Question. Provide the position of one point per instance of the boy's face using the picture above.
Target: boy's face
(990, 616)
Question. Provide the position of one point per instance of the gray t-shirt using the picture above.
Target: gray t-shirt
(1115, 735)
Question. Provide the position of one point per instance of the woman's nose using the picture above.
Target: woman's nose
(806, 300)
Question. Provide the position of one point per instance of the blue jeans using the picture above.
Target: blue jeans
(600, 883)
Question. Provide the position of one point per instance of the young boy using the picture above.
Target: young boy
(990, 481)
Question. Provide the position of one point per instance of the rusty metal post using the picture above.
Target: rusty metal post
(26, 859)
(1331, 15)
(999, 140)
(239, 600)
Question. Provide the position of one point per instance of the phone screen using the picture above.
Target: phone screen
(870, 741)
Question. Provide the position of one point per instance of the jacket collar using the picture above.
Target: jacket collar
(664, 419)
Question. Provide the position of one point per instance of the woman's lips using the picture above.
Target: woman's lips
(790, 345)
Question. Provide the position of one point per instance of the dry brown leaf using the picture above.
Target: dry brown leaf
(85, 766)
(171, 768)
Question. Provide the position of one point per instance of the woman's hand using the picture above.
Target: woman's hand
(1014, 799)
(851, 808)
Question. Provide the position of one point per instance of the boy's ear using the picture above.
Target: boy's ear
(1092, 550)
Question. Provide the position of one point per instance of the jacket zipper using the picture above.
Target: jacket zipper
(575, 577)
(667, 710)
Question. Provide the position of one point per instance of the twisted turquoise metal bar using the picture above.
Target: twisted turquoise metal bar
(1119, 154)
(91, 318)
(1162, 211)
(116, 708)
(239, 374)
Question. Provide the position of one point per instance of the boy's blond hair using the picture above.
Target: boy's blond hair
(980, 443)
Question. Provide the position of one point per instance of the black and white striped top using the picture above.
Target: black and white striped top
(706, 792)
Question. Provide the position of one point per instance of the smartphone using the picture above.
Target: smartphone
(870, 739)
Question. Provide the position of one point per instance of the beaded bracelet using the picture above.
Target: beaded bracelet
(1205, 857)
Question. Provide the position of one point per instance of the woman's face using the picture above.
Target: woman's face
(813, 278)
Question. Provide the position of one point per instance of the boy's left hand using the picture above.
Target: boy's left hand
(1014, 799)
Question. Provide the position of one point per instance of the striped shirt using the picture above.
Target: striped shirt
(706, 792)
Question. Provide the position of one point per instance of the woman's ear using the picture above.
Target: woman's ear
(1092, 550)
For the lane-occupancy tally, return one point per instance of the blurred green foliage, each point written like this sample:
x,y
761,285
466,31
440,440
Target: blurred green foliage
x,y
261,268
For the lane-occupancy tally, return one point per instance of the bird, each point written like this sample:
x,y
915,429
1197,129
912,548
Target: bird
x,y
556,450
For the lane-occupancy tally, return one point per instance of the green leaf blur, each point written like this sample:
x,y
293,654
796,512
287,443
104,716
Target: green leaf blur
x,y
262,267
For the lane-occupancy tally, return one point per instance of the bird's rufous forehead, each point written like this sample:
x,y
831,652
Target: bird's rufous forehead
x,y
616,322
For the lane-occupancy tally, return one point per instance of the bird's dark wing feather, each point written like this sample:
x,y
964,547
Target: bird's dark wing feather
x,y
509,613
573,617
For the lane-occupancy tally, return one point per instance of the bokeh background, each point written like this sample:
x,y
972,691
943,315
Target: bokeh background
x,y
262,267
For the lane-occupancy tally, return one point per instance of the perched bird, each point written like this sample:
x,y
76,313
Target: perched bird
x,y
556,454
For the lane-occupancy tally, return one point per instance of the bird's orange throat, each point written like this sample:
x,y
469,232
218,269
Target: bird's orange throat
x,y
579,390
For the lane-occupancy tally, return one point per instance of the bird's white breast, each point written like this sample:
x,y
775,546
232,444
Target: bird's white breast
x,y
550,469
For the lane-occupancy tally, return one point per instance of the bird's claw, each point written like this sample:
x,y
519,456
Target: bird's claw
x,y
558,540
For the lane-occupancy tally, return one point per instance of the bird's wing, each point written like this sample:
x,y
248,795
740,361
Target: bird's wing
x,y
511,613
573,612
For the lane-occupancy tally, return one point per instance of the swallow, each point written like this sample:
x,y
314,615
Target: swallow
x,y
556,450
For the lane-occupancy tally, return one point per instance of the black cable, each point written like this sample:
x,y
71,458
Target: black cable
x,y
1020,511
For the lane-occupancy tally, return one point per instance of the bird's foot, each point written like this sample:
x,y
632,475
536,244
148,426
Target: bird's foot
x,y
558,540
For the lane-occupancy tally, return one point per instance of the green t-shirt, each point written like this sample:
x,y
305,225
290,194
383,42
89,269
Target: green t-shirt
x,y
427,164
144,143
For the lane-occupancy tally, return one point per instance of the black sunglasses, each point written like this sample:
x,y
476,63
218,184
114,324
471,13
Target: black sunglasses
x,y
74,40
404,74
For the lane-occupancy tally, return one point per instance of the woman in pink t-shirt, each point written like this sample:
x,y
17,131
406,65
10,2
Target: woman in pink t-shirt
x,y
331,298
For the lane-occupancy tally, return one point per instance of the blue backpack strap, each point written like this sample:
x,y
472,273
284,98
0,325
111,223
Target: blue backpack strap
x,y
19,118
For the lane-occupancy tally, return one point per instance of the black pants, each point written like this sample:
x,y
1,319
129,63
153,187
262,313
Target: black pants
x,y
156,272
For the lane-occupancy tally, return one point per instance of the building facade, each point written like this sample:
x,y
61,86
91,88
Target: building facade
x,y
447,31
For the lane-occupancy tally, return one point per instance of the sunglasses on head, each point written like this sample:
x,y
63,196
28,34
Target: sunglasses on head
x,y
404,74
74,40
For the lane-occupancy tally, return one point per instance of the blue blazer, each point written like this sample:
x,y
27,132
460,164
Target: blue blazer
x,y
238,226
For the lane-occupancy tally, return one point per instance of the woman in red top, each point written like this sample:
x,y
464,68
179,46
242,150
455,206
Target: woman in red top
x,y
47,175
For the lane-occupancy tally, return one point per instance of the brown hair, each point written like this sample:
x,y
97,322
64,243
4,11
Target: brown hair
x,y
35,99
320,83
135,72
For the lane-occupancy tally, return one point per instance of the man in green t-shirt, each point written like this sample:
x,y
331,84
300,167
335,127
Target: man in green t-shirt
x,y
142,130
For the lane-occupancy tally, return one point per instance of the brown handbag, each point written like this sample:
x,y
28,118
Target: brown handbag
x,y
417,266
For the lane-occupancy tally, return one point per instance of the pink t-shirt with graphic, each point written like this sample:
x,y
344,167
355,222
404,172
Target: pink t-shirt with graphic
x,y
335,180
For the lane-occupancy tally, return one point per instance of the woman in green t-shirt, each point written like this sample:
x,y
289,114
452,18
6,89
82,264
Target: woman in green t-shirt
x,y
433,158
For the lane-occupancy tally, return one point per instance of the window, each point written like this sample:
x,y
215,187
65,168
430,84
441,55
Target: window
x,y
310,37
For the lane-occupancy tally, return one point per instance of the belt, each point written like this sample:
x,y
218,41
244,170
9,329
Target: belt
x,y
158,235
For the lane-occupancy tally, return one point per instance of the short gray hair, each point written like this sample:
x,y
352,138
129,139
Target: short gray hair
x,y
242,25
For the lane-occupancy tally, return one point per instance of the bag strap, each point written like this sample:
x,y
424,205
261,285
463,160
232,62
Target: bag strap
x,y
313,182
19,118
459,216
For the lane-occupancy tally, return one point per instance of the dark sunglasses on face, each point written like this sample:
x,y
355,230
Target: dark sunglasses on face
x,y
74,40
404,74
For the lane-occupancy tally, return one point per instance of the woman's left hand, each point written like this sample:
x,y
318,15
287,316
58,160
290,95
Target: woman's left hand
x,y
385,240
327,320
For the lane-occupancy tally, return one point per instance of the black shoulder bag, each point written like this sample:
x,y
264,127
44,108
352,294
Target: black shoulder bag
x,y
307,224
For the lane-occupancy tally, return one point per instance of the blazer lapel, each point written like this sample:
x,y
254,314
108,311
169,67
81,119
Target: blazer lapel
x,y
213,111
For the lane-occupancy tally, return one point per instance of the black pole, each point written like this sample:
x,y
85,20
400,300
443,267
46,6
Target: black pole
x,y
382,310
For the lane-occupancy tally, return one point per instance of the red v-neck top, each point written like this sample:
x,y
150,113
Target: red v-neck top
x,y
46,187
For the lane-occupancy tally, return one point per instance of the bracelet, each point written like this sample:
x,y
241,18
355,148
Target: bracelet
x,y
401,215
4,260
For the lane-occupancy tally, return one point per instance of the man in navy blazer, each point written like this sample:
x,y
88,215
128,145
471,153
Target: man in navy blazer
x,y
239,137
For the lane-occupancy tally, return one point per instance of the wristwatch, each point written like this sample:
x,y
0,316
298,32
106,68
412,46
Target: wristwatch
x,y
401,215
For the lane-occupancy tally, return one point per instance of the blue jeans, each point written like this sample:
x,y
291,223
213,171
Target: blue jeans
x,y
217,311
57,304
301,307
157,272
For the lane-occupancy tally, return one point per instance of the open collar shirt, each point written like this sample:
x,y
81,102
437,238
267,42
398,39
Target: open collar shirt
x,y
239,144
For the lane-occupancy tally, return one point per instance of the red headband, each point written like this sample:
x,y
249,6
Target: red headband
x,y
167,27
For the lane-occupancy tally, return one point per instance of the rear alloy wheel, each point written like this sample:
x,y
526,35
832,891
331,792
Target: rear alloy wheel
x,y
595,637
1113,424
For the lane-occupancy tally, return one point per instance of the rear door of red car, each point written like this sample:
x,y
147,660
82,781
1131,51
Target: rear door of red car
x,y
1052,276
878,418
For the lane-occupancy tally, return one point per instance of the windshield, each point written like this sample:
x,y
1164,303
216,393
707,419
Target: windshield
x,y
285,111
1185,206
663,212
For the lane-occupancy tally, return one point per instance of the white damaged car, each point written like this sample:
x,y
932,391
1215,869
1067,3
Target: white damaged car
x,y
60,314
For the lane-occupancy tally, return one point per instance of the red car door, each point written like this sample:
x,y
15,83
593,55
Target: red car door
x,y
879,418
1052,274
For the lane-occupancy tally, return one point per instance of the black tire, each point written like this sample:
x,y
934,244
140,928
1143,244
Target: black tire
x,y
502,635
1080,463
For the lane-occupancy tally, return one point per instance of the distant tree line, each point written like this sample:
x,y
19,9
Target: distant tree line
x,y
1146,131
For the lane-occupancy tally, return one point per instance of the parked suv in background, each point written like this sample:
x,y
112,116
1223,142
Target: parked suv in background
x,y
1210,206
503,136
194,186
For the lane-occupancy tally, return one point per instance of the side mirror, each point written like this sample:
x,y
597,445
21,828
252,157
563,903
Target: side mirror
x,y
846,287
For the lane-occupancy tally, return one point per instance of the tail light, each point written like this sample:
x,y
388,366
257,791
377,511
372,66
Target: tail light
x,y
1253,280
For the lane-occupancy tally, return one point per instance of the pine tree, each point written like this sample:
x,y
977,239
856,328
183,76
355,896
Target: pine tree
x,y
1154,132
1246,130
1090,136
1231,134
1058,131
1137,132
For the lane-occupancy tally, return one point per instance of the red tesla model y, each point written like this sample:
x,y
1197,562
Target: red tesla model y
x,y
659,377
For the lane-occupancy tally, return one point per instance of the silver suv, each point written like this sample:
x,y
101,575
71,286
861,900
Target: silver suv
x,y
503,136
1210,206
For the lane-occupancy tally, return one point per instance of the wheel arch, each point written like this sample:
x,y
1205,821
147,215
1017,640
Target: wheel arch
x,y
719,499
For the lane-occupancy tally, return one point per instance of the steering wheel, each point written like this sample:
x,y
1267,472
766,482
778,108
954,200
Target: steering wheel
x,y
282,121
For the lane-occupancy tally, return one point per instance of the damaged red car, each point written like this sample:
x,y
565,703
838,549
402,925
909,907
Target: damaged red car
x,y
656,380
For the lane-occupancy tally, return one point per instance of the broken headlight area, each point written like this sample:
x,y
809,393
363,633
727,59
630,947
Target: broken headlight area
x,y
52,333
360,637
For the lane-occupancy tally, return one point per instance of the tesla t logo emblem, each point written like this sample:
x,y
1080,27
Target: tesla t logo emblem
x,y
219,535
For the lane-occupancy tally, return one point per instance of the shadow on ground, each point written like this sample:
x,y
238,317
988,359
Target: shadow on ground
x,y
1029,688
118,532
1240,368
★ ★ ★ ★
# Task prompt
Your task is to return, exactly and on their own, the lines from the one containing "of the damaged" through the last line of the listing.

# Full output
For the lane-occupancy tally, return one point per instance of the damaged red car, each point written like this sample:
x,y
565,703
838,549
402,925
909,907
Target: damaged red car
x,y
656,380
For the lane-occupancy tally, return one point per instance of the broken headlight area, each point written like this sample:
x,y
809,393
363,633
727,59
630,947
Target: broken headlight area
x,y
52,333
360,637
For the lane-occupancy tally, return one point per instance of the tesla t logo emblem, each point written like this sample:
x,y
1080,27
Target: tesla t logo emblem
x,y
219,535
For the lane-occupancy tally, return one point per instance of the shadow on ground, each point written like this sample:
x,y
238,317
988,359
Target: shadow on ground
x,y
1029,688
118,532
1240,368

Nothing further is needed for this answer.